■ REQUIRED TASK
Reproduce every line of the rows, requests included, from the start of the rows through the line containing "point(845, 538)", including that line. Scale each answer point coordinate by 0.95 and round to whole numbers with halves going up, but leave the requests and their sample points unchanged.

■ Excerpts from a point labeling dataset
○ ○ ○ ○ ○ ○ ○

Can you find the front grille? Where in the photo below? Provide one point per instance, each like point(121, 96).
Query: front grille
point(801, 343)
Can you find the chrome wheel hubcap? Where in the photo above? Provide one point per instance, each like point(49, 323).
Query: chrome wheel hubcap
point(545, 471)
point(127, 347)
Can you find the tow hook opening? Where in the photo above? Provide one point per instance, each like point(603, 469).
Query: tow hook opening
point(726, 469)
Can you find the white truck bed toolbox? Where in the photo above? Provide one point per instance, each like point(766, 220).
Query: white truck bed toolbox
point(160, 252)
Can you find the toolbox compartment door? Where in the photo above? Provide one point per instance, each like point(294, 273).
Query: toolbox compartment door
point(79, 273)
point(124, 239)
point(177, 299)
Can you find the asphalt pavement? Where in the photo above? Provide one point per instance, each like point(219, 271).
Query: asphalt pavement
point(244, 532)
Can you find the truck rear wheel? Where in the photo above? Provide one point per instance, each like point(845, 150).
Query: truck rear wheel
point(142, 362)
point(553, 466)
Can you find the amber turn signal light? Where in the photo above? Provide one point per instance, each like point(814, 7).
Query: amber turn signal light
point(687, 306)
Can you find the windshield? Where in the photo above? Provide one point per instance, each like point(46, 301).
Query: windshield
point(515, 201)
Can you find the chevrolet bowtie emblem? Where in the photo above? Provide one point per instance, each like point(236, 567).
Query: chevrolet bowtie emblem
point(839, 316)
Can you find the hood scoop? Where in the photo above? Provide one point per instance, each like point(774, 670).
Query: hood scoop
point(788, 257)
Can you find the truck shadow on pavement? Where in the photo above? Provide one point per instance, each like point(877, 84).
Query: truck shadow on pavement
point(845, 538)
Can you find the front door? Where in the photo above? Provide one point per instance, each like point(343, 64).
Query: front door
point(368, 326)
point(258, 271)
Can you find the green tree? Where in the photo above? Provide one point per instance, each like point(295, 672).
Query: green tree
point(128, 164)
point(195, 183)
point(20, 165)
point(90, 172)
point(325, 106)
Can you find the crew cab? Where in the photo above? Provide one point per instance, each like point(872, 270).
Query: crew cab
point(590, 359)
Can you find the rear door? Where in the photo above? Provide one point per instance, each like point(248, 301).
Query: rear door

○ ○ ○ ○ ○ ○ ○

■ WORKED SOLUTION
Can you find the front grille? Where in the photo below? Provide one point per instance, each like point(121, 96).
Query: front grille
point(761, 326)
Can you find the chrome wheel hubcap? Where in the photo above? Provide one point per instance, each like point(49, 323).
Query: chrome wheel hubcap
point(518, 447)
point(121, 330)
Can you find the tow hook opening? Where in the photo above? Provide one point per instance, each like point(603, 469).
Query: tow hook opening
point(690, 446)
Can you find the white truck bed toolbox? Where in the photo above? Provide one point per instance, each like point(766, 220).
Query: white truck bed toolbox
point(152, 239)
Can you find the toolbox compartment door? Where in the photo above? Provide one point per instance, each like point(294, 273).
Query: toolbox compartment door
point(75, 259)
point(118, 227)
point(168, 284)
Can you find the asphalt pavement? Where in the photo above? Provide one point per instance, each like point(219, 271).
Query: asphalt pavement
point(232, 505)
Can you find the truck rear wheel? Where in the photo above? Provide one point per instance, each like point(845, 150).
Query: truck rear wheel
point(135, 344)
point(525, 443)
Can you find the amber turn signal light? Where in the photo above? Provide one point per instance, each like point(814, 7).
Query: amber turn signal light
point(653, 291)
Can you find the windshield? Where in the photo above? Provide one point per instance, each like point(46, 301).
Query: windshield
point(489, 191)
Can you find the chevrolet bowtie emblem? Where in the photo above? Provide one point per instance, each like point(236, 567).
Query: chevrolet bowtie emblem
point(797, 300)
Can you find the hood scoop? Where in the photo above? Provide one point per instance, each like point(774, 670).
Query: hood scoop
point(749, 244)
Can you find the truck shadow on pavement? Where in the photo above? Provide one point per instance, each like point(877, 84).
Query: truck shadow on pavement
point(803, 511)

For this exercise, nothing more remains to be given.